*AIM OF THE TASK*. Show each line of the rows below that contains the string "forested", copied in full. Case counts.

====== EXTRACTED RECORDS ======

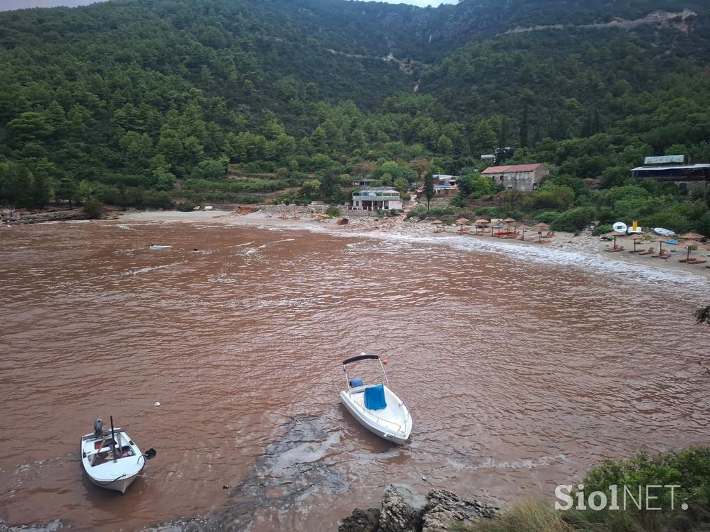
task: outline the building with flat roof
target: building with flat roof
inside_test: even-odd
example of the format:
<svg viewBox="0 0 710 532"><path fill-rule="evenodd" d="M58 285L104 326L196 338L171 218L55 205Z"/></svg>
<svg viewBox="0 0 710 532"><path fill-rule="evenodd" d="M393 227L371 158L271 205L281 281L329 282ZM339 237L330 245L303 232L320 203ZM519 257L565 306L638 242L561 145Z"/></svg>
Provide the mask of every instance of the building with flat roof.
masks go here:
<svg viewBox="0 0 710 532"><path fill-rule="evenodd" d="M378 211L381 209L402 210L399 192L393 188L362 189L353 192L352 206L356 211Z"/></svg>
<svg viewBox="0 0 710 532"><path fill-rule="evenodd" d="M644 165L630 170L631 177L677 183L682 189L697 188L710 182L710 164Z"/></svg>
<svg viewBox="0 0 710 532"><path fill-rule="evenodd" d="M540 183L550 175L545 165L536 162L531 165L510 165L491 166L481 172L493 180L496 184L504 188L531 192L536 190Z"/></svg>

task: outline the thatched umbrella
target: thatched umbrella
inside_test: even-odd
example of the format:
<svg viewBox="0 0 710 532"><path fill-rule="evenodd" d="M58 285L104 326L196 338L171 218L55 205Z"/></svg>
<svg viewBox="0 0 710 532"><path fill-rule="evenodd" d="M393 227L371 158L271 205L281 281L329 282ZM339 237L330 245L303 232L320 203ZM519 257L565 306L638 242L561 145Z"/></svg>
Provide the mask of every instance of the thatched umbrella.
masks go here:
<svg viewBox="0 0 710 532"><path fill-rule="evenodd" d="M539 237L537 240L538 242L542 243L542 231L548 231L550 229L550 224L545 223L545 222L540 222L539 223L535 223L534 226L532 226L532 228L537 230L537 235Z"/></svg>
<svg viewBox="0 0 710 532"><path fill-rule="evenodd" d="M665 242L667 240L668 240L667 236L657 236L655 238L651 240L651 242L658 243L658 255L662 255L663 253L663 243Z"/></svg>
<svg viewBox="0 0 710 532"><path fill-rule="evenodd" d="M636 253L636 245L638 244L639 240L643 240L643 235L632 235L630 237L631 240L633 240L633 253Z"/></svg>
<svg viewBox="0 0 710 532"><path fill-rule="evenodd" d="M523 223L518 226L518 228L520 229L521 231L523 231L523 236L520 237L520 240L524 240L525 239L525 231L530 231L532 228L530 227L530 226L526 226L525 223Z"/></svg>
<svg viewBox="0 0 710 532"><path fill-rule="evenodd" d="M503 223L506 224L506 229L510 230L510 226L513 226L513 233L515 232L515 227L517 227L517 226L514 225L516 221L517 221L517 220L515 220L515 218L510 218L510 217L506 218L505 218L503 221ZM520 224L518 224L518 225L520 225Z"/></svg>
<svg viewBox="0 0 710 532"><path fill-rule="evenodd" d="M459 233L464 232L464 226L468 223L469 221L471 221L471 220L469 220L467 218L459 218L458 220L456 221L457 225L460 226L460 227L459 228Z"/></svg>
<svg viewBox="0 0 710 532"><path fill-rule="evenodd" d="M474 234L476 235L478 234L479 227L483 227L484 228L488 227L488 221L486 220L485 218L479 218L478 220L474 222L474 225L476 226L476 230L474 232ZM484 232L485 233L485 231Z"/></svg>
<svg viewBox="0 0 710 532"><path fill-rule="evenodd" d="M616 231L611 231L611 233L607 233L604 236L613 236L614 238L614 248L616 247L616 237L617 236L626 236L626 233L617 233Z"/></svg>
<svg viewBox="0 0 710 532"><path fill-rule="evenodd" d="M688 255L685 257L685 262L687 262L690 260L691 248L700 245L700 243L695 240L681 240L678 243L678 245L683 245L688 248Z"/></svg>

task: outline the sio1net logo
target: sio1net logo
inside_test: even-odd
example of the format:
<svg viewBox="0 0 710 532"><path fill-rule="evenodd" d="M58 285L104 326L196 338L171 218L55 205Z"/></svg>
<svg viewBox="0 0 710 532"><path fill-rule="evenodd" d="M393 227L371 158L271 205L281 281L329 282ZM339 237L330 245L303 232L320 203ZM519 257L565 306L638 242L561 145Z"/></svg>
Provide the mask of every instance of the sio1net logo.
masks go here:
<svg viewBox="0 0 710 532"><path fill-rule="evenodd" d="M560 484L555 489L555 510L674 510L677 504L675 489L678 484L649 484L638 486L608 487L608 497L604 492L584 493L584 484L578 484L577 491L572 493L573 484ZM575 504L576 501L576 504ZM663 507L664 501L667 503ZM688 504L681 502L681 509L687 510Z"/></svg>

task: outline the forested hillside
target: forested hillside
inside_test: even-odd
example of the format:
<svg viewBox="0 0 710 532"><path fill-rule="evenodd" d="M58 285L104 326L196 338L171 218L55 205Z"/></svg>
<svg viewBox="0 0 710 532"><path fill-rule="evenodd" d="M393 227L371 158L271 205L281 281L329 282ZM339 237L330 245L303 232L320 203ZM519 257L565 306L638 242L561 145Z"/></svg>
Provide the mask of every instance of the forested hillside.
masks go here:
<svg viewBox="0 0 710 532"><path fill-rule="evenodd" d="M337 200L499 146L605 187L646 155L710 161L698 1L111 0L0 13L0 45L18 206Z"/></svg>

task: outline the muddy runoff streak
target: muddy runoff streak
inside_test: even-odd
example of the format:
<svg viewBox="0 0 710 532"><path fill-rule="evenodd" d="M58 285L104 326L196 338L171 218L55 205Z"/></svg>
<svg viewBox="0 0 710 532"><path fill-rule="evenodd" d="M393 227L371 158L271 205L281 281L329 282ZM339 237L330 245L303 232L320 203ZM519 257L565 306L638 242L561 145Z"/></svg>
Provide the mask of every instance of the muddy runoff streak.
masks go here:
<svg viewBox="0 0 710 532"><path fill-rule="evenodd" d="M0 259L7 526L333 529L390 482L551 497L710 433L692 315L710 294L688 276L210 222L13 228ZM338 404L361 351L389 358L409 444ZM109 415L158 450L123 497L78 461Z"/></svg>

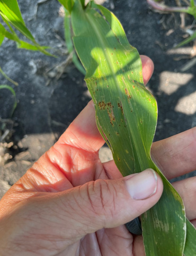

======

*TASK ANSWER*.
task: outline the forested hillside
target: forested hillside
Provide the mask of every instance of the forested hillside.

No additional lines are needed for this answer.